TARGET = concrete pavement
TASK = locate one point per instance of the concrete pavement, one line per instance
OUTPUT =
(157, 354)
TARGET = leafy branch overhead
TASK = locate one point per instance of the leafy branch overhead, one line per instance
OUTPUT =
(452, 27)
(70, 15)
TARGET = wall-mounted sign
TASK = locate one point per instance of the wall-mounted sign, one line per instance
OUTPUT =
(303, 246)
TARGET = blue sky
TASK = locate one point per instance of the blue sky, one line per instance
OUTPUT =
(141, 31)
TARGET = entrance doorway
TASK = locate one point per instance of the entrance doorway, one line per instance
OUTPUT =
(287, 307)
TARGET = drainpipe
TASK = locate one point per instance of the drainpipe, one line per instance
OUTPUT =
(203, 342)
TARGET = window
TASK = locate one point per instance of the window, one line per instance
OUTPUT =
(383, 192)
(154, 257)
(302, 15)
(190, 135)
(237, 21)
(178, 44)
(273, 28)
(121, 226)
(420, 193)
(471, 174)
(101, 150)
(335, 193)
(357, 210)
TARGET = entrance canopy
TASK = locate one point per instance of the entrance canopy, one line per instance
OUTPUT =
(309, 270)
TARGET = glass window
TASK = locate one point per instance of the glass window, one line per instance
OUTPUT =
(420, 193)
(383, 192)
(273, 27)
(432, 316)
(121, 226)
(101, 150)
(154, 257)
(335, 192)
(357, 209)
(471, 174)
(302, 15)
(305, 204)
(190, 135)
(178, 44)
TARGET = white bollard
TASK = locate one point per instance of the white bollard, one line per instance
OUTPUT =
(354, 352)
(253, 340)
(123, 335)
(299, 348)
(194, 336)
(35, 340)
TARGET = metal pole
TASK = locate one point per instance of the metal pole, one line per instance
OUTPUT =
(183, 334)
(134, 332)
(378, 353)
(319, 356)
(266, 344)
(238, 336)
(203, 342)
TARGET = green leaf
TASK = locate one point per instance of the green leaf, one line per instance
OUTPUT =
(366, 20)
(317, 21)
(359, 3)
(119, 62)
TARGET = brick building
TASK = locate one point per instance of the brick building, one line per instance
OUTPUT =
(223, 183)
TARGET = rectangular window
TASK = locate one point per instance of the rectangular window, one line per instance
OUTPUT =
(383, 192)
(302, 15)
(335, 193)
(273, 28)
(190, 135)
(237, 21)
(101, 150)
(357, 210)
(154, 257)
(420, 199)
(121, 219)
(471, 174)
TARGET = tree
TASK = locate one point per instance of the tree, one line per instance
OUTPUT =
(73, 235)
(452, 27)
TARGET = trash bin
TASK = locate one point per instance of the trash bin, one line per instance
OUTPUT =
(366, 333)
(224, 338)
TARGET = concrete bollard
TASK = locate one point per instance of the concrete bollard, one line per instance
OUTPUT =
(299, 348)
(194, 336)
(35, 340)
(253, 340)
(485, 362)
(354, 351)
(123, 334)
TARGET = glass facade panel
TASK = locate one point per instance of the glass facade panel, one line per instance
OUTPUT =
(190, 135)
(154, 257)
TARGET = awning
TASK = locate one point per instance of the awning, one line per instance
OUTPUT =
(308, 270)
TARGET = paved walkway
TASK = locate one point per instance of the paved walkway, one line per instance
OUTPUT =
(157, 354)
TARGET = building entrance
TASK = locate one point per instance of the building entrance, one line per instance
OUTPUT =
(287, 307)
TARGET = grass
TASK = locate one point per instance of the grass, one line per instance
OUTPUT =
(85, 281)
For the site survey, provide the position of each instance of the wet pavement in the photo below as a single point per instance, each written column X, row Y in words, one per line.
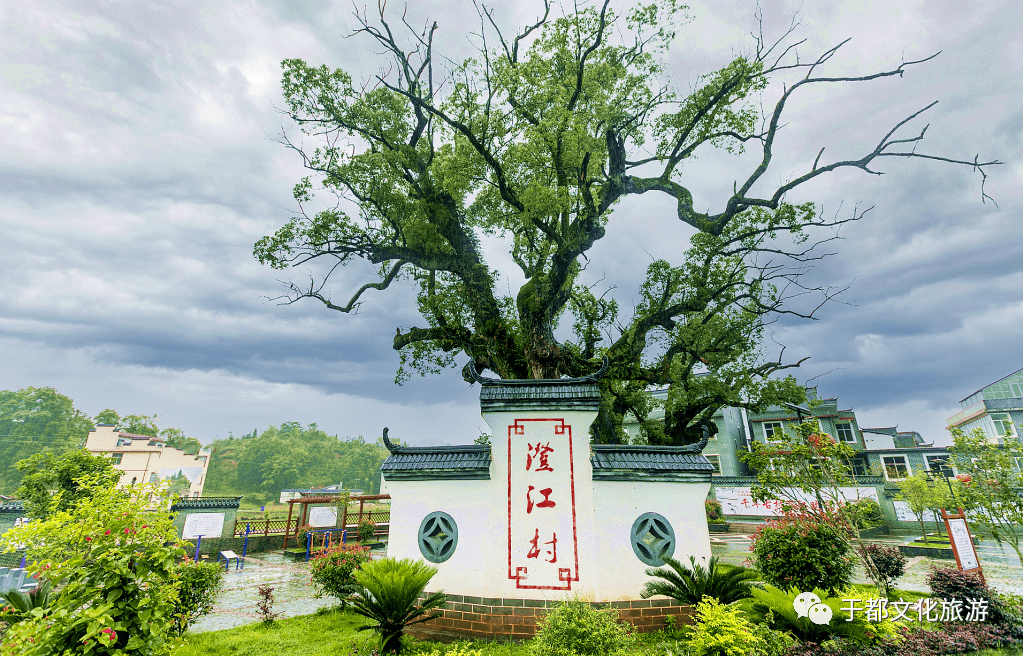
column 1001, row 565
column 295, row 594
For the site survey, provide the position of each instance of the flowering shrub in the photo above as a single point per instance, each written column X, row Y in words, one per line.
column 334, row 570
column 113, row 562
column 803, row 552
column 714, row 513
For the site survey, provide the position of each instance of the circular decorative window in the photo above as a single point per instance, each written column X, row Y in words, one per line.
column 653, row 538
column 438, row 536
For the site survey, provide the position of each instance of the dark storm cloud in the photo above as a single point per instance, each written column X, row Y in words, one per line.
column 138, row 167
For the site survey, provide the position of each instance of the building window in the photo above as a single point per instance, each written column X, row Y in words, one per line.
column 772, row 431
column 896, row 467
column 1003, row 425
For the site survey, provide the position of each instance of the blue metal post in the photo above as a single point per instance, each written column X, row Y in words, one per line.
column 245, row 548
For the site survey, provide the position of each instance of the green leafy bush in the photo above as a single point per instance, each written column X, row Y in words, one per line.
column 773, row 607
column 950, row 582
column 388, row 593
column 688, row 584
column 113, row 562
column 889, row 562
column 722, row 630
column 198, row 584
column 864, row 513
column 575, row 627
column 334, row 571
column 714, row 513
column 804, row 553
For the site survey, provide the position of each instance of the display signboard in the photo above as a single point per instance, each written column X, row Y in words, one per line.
column 962, row 540
column 739, row 500
column 322, row 517
column 203, row 524
column 543, row 552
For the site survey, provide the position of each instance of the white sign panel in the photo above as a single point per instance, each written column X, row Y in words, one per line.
column 964, row 545
column 205, row 524
column 543, row 550
column 904, row 514
column 322, row 517
column 739, row 500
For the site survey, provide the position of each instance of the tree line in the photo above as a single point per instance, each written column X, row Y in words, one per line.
column 40, row 424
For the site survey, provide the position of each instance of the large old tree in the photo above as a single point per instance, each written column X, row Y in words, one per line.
column 538, row 139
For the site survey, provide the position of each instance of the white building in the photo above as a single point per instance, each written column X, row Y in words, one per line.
column 142, row 458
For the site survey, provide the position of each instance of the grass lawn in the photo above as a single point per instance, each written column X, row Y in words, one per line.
column 334, row 633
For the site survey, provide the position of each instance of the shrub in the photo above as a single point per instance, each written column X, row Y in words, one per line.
column 889, row 562
column 389, row 589
column 800, row 552
column 198, row 585
column 332, row 572
column 722, row 630
column 365, row 531
column 688, row 584
column 950, row 582
column 113, row 564
column 714, row 513
column 265, row 604
column 864, row 513
column 576, row 627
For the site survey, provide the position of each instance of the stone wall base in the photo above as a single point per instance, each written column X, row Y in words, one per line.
column 490, row 618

→ Assignment
Scan the listing above. Gather each line that contains the word "pole".

→ Output
TARGET = metal pole
TASK = locate one point per instance of the metal pole, one line per instance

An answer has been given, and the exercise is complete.